*Extracted records:*

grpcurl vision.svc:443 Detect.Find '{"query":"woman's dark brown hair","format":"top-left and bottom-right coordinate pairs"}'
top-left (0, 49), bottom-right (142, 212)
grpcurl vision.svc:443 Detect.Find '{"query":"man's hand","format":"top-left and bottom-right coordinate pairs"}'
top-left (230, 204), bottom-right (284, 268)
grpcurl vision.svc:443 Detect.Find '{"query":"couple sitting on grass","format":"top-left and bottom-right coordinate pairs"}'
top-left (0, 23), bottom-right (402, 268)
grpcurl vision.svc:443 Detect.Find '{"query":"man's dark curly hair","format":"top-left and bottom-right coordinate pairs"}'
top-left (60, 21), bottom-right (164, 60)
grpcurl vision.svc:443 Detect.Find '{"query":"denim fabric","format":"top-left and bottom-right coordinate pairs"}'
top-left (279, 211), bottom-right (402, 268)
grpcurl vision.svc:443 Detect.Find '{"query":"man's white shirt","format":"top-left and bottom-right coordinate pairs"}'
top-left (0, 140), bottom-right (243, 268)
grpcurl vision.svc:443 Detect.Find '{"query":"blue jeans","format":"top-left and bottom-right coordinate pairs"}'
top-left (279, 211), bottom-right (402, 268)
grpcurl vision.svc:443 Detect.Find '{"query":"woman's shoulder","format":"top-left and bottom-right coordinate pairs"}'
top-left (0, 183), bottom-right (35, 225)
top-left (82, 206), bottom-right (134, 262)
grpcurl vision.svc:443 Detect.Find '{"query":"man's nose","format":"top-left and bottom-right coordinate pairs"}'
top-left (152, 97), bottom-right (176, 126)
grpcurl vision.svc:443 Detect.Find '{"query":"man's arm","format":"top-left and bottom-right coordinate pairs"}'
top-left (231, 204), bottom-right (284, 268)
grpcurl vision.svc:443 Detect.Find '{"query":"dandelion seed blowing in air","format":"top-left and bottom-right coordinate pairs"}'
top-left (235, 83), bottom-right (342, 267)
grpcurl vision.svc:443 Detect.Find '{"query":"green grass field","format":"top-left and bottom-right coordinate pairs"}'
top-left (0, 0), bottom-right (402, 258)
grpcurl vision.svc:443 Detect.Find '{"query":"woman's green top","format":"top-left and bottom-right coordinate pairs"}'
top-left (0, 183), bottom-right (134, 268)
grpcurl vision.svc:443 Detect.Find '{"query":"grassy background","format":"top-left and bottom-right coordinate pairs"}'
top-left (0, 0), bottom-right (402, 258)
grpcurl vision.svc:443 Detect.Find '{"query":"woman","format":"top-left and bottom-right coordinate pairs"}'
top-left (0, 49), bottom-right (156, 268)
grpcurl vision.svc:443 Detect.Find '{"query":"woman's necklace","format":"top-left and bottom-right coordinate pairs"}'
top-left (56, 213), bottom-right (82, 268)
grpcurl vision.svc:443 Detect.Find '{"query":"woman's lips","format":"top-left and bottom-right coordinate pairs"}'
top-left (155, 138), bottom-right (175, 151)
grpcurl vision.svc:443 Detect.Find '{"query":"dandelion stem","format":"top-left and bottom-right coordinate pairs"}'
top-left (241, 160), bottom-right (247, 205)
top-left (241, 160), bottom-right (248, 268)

*Requirements:* Copy everything from the start of the material down to the line containing "top-left (0, 49), bottom-right (142, 212)", both ends included, and keep the request lines as they are. Multiply every coordinate in the answers by 0.25, rounding to whole numbers with halves rounded up.

*Task result:*
grpcurl vision.svc:443 Detect.Find '{"query":"woman's dark brown hair","format":"top-left and bottom-right coordinate pairs"}'
top-left (0, 12), bottom-right (36, 53)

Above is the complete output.